What needs to be done: Select every line from the rows below that contains the word "this".

Available records:
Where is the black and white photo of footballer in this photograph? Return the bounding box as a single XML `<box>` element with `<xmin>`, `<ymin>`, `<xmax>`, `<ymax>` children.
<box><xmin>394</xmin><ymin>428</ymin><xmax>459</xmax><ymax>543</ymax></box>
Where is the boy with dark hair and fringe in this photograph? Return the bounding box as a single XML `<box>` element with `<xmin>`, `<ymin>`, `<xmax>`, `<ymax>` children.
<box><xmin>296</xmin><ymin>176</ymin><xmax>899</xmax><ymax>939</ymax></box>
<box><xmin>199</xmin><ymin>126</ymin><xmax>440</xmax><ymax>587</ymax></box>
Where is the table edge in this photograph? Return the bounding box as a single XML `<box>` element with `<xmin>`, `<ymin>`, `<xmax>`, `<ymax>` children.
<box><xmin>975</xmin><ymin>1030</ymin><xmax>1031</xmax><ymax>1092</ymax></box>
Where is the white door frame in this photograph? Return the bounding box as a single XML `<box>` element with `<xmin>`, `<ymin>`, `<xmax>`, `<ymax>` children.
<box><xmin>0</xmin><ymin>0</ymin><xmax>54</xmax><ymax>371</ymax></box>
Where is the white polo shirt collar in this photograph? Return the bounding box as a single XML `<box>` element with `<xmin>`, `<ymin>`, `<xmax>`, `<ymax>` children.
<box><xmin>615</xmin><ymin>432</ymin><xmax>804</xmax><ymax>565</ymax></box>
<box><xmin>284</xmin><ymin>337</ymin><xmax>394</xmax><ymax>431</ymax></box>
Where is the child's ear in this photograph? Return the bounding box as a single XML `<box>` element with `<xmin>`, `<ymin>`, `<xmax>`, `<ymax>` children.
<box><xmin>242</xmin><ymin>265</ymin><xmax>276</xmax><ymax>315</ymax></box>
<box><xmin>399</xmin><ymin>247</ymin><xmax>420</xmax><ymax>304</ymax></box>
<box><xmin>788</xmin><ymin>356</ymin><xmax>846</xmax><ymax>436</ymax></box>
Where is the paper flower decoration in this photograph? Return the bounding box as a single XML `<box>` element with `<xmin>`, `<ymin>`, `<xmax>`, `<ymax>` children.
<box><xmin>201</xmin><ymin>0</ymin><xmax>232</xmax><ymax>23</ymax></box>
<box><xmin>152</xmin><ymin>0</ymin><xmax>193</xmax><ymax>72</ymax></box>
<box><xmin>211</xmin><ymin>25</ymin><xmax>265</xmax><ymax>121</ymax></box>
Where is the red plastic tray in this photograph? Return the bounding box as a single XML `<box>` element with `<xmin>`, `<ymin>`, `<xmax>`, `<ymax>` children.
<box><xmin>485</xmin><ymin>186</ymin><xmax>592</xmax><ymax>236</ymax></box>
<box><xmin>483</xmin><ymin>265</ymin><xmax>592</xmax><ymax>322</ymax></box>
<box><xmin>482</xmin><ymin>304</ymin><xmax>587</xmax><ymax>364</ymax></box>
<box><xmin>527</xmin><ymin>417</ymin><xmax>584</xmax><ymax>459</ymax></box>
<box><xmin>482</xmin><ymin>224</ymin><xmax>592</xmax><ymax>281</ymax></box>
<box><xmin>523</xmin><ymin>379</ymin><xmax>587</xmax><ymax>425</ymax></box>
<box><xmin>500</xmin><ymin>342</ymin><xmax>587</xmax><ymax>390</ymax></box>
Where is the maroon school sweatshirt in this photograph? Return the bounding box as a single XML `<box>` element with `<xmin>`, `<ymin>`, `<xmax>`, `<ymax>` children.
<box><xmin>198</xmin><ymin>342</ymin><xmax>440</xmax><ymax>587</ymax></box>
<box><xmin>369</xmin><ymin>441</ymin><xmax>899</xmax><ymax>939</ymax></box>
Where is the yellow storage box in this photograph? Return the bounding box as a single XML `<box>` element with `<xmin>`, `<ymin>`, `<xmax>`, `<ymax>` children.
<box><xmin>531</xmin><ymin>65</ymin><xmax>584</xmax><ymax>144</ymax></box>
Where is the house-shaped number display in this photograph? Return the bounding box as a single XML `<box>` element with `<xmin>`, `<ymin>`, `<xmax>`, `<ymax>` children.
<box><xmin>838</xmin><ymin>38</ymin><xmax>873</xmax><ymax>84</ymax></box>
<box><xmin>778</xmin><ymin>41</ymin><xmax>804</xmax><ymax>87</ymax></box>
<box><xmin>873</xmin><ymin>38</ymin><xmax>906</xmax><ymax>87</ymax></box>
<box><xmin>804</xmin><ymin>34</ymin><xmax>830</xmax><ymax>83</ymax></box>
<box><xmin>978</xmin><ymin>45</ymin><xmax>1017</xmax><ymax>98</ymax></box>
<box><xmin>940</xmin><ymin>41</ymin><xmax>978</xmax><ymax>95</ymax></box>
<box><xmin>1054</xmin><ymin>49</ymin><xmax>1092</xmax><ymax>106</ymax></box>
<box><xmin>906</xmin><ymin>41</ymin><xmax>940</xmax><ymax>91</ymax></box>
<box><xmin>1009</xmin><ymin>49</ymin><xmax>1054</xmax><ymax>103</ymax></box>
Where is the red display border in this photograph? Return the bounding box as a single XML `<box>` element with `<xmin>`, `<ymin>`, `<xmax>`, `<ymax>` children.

Written solution:
Where is the black and white photo of footballer in this photograph? Return the bounding box as a single XML `<box>` element with `<xmin>`, `<ymin>`, `<xmax>`, `<ymax>` children.
Where is the boy with dark hair and fringe in this photograph? Return the bounding box as a single XML `<box>` element with `<xmin>`, `<ymin>`, `<xmax>`, `<ymax>` children.
Where is the table edge in this photograph? Return the bounding box as a single XML `<box>` element with `<xmin>`, `<ymin>`, `<xmax>`, `<ymax>` children.
Where is the white door frame in this photograph? Return the bounding box as a single XML `<box>` element with `<xmin>`, `<ymin>`, `<xmax>`, `<ymax>` children.
Where is the white polo shirt collar in this photograph? Return the bounding box as a single XML `<box>` element with `<xmin>`, `<ymin>`, `<xmax>`, `<ymax>` children.
Where is the child's ear in this photograph? Return the bounding box as a single XML `<box>` element with `<xmin>`, `<ymin>`, `<xmax>`, `<ymax>` children.
Where is the paper flower decoration in this photograph? Return the bounding box as a single XML `<box>` element with `<xmin>`, `<ymin>`, `<xmax>`, `<ymax>` children.
Where is the red plastic tray in this photograph? Return the bounding box as a single XML `<box>` element with `<xmin>`, `<ymin>`, `<xmax>`, `<ymax>` children.
Where is the maroon school sweatshirt in this photograph? Return the bounding box as a single XML `<box>` element with `<xmin>`, `<ymin>`, `<xmax>`, `<ymax>` children.
Where is the yellow storage box in this photograph? Return the bounding box as a single XML `<box>` element with `<xmin>`, `<ymin>`, `<xmax>`, `<ymax>` children.
Where is the house-shaped number display in this photograph? Return the bounding box as a single XML `<box>` element with `<xmin>`, `<ymin>`, `<xmax>`, `<ymax>` children.
Where is the red display border in this photograph? Return the bounding box as a single XML `<box>` element with `<xmin>`, `<ymin>`, `<xmax>`, `<ymax>` children.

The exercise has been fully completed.